◆ Text segment ◆
========

(Sanskrit अमृत; Tibetan བདུད་རྩི་ dutsi; Chinese 甘露) A symbolic beverage that provides immortality, which represents the secret of preserving and transmuting the sexual energy.
"'The gods are long-lived; through ambrosia (amrita) they are..." - The Grihya Sutras, Kandika
"The ambrosial drink or food of the Gods; the food which gives immortality. The elixir of life churned out of the ocean of milk in the Puranic allegory. An old vedic term applied to the sacred Soma juice in the Temple Mysteries." - from the Theosophical Glossary.
The transmutation of the sexual waters elaborates the extraordinary "pure waters of Amrita," ambrosia, soma, the mercury of secret philosophy.

========

◆ Excerpted data ◆
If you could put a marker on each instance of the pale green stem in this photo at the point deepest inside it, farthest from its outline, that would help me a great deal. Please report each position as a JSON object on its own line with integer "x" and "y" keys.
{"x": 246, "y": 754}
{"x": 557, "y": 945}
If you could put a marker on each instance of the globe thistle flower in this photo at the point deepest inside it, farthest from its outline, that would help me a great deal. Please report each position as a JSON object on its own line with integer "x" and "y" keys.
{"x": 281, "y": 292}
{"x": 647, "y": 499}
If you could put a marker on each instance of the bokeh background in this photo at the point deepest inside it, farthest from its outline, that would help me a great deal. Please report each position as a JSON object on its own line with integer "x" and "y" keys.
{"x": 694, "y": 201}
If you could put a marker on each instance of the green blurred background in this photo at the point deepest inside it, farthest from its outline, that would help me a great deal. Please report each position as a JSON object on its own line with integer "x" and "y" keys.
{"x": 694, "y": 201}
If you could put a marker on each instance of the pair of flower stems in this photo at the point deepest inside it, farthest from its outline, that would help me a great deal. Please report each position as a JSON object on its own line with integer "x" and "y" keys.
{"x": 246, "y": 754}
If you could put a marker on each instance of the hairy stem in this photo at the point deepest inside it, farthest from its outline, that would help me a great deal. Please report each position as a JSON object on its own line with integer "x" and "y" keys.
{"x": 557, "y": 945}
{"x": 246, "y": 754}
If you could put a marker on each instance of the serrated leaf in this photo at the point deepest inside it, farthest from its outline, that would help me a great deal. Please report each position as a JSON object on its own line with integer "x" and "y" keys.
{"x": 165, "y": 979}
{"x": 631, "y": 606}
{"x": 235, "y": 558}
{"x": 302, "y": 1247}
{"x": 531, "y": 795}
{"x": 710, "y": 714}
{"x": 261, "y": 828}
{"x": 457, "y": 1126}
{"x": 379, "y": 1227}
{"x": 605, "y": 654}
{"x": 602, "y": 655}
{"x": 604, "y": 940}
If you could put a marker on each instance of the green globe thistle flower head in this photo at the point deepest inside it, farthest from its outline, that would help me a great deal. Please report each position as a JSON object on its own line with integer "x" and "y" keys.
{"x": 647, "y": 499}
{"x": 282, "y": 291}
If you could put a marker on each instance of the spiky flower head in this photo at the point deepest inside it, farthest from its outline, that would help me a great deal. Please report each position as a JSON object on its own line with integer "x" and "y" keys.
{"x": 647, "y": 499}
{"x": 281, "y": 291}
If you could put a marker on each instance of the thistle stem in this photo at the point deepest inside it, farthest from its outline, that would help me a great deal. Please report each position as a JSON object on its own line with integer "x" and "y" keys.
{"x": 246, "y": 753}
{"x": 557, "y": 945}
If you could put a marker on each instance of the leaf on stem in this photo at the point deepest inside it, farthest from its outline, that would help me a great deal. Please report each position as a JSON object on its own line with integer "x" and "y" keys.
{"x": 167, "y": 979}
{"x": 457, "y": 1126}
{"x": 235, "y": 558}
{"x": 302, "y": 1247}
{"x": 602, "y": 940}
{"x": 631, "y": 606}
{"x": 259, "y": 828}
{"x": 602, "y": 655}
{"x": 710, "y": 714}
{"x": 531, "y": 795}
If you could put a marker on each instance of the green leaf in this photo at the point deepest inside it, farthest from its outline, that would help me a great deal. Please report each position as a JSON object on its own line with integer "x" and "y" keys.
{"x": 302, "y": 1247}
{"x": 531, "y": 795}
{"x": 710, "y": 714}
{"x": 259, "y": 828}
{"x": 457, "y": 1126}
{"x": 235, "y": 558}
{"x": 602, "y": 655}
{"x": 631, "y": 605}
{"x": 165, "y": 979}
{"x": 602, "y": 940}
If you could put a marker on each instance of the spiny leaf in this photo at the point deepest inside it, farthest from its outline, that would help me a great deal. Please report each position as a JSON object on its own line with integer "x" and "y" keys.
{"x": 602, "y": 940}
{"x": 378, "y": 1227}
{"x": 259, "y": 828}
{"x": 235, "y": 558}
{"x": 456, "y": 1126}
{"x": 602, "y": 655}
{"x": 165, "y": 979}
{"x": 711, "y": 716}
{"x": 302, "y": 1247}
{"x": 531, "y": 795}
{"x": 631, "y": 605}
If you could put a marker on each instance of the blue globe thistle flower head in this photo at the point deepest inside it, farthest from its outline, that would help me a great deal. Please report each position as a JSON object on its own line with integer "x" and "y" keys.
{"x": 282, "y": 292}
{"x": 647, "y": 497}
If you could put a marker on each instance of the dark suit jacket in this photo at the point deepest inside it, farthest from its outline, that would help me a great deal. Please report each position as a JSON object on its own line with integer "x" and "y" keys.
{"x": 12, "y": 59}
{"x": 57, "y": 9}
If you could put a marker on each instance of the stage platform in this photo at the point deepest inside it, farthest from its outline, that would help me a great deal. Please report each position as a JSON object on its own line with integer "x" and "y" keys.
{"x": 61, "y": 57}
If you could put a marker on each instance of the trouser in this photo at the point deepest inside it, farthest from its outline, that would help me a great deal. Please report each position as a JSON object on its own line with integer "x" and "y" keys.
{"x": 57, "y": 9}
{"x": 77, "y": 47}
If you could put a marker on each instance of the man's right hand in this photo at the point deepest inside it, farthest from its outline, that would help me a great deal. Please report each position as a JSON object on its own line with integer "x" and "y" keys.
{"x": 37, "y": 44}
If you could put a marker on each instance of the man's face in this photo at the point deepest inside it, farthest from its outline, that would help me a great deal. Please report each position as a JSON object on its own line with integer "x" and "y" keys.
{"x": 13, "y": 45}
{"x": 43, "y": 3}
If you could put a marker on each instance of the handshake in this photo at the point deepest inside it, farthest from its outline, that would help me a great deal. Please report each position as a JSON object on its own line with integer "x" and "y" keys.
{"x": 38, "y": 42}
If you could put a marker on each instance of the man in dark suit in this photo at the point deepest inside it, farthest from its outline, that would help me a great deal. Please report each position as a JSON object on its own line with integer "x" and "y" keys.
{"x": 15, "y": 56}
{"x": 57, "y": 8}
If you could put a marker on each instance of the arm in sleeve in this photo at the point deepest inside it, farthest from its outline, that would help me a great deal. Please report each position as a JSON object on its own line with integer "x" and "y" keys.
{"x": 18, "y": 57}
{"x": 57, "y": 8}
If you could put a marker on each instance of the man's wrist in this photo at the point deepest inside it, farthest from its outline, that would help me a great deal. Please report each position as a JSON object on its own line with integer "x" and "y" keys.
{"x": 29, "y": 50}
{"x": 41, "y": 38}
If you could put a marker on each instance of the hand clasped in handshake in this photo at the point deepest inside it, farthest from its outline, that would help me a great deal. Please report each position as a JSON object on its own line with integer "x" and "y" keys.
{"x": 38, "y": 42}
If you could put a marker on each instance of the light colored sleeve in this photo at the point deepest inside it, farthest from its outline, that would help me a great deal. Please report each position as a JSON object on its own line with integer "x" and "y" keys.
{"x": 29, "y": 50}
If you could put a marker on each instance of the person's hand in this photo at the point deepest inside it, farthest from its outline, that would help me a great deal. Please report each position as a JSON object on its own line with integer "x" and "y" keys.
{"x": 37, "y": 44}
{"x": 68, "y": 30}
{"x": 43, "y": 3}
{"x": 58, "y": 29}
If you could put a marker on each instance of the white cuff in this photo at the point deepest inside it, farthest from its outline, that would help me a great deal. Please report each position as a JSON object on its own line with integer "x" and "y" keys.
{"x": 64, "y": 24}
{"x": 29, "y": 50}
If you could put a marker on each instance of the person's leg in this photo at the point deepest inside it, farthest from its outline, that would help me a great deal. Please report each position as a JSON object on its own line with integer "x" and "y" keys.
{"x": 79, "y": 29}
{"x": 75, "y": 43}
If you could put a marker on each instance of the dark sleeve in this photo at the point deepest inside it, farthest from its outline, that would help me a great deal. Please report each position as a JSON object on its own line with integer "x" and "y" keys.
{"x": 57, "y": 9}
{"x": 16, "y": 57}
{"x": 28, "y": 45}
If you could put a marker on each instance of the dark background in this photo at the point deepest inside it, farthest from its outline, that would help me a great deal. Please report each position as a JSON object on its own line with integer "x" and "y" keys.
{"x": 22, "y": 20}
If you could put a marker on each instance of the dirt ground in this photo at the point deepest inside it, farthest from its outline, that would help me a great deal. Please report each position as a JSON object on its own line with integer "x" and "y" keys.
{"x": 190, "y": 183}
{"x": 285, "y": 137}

========

◆ What is asked ◆
Reproduce the passage on amrita word for word, from "(Sanskrit अमृत; Tibetan" to "of secret philosophy.".

◆ Answer to the task ◆
(Sanskrit अमृत; Tibetan བདུད་རྩི་ dutsi; Chinese 甘露) A symbolic beverage that provides immortality, which represents the secret of preserving and transmuting the sexual energy.
"'The gods are long-lived; through ambrosia (amrita) they are..." - The Grihya Sutras, Kandika
"The ambrosial drink or food of the Gods; the food which gives immortality. The elixir of life churned out of the ocean of milk in the Puranic allegory. An old vedic term applied to the sacred Soma juice in the Temple Mysteries." - from the Theosophical Glossary.
The transmutation of the sexual waters elaborates the extraordinary "pure waters of Amrita," ambrosia, soma, the mercury of secret philosophy.